TASK PROMPT — Copy the lines below exactly, from the first one up to and including the line with "positive clicks: (274, 467) (256, 388)".

DATA EXCERPTS —
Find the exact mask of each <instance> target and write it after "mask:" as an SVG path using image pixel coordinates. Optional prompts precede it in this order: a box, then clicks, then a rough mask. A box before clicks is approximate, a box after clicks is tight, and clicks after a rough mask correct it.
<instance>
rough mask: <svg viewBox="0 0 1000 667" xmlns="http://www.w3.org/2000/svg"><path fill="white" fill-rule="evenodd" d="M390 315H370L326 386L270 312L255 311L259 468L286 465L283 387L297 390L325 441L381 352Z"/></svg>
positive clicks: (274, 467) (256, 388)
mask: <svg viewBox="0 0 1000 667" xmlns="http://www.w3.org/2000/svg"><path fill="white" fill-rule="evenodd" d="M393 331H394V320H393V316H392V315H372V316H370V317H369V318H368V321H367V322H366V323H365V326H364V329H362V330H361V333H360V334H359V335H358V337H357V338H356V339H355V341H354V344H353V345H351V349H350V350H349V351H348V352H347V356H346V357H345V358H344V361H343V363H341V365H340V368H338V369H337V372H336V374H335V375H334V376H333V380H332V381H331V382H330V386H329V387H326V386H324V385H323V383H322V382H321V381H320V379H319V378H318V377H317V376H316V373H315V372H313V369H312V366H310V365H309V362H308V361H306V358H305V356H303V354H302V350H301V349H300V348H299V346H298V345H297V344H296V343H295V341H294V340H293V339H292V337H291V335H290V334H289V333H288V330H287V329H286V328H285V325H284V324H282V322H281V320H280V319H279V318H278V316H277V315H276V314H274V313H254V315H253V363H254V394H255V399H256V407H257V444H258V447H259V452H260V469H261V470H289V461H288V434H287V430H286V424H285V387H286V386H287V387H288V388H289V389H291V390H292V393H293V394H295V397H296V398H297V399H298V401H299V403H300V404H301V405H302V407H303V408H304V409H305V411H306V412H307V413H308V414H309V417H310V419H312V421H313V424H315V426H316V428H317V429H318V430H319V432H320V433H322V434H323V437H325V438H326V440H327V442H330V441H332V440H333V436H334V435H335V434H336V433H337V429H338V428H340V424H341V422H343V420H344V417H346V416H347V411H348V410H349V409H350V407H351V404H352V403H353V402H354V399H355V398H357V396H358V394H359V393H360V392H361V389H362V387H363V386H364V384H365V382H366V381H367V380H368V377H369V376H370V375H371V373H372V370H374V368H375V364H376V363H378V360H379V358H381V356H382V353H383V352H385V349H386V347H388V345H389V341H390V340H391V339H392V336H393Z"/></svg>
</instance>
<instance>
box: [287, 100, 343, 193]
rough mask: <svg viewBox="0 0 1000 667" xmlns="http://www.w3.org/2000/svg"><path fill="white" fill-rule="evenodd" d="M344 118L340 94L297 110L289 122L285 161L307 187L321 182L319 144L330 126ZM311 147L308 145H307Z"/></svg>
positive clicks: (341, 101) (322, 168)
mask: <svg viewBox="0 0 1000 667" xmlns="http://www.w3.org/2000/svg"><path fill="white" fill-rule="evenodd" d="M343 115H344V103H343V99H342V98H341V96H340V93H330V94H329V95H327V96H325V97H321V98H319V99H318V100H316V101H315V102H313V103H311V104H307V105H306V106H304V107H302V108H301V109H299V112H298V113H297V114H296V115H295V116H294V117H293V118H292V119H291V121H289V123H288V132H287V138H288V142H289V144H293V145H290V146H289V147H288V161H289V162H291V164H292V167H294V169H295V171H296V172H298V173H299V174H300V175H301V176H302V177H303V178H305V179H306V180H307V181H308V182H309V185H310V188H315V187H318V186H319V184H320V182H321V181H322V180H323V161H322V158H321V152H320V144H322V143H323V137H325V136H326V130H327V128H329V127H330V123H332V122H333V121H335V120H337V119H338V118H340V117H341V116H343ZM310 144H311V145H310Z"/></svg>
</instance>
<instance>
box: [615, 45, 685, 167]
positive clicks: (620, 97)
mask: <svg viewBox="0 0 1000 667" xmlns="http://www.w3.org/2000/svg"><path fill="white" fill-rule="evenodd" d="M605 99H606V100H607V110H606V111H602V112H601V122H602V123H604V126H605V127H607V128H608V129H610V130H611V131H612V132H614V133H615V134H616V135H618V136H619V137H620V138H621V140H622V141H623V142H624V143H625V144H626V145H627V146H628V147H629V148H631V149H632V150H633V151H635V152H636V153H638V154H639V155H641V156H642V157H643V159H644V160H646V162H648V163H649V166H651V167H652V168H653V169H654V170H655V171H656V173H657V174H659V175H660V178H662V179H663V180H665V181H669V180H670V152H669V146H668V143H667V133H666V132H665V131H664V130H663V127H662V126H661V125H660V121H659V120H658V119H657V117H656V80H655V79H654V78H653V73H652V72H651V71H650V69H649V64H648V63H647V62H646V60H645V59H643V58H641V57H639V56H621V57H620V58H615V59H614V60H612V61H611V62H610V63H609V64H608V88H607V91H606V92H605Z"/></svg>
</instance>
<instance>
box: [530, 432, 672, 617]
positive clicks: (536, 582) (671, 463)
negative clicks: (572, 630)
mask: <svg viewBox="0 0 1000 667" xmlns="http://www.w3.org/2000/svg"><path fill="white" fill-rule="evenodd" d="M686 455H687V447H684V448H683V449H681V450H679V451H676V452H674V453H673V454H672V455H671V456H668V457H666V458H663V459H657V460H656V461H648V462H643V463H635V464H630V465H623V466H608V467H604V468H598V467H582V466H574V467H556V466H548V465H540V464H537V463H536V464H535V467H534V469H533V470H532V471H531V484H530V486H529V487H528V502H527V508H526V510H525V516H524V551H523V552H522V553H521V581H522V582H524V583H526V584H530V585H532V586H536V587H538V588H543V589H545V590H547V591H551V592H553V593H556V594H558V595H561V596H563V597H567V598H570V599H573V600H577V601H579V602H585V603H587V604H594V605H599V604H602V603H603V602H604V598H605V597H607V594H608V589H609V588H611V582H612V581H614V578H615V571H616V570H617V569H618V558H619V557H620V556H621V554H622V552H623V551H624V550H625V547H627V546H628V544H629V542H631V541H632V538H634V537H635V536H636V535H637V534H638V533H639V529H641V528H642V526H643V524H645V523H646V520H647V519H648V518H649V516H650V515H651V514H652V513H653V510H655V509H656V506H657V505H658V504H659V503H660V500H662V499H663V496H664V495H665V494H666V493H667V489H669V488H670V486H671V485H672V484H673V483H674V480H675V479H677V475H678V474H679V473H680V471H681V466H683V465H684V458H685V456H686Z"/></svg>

OUTPUT BELOW —
Find the exact mask of each <instance> target and write it after "mask:" as an SVG path using image pixel coordinates. Optional prompts precede it in this order: a box, then clicks, then a rough mask. A box before clicks is approximate, a box after clicks is tight, and clicks after a rough mask correct it.
<instance>
rough mask: <svg viewBox="0 0 1000 667" xmlns="http://www.w3.org/2000/svg"><path fill="white" fill-rule="evenodd" d="M390 315H370L326 386L270 312L255 311L259 468L286 465L283 387L297 390L325 441L381 352Z"/></svg>
positive clicks: (274, 467) (256, 388)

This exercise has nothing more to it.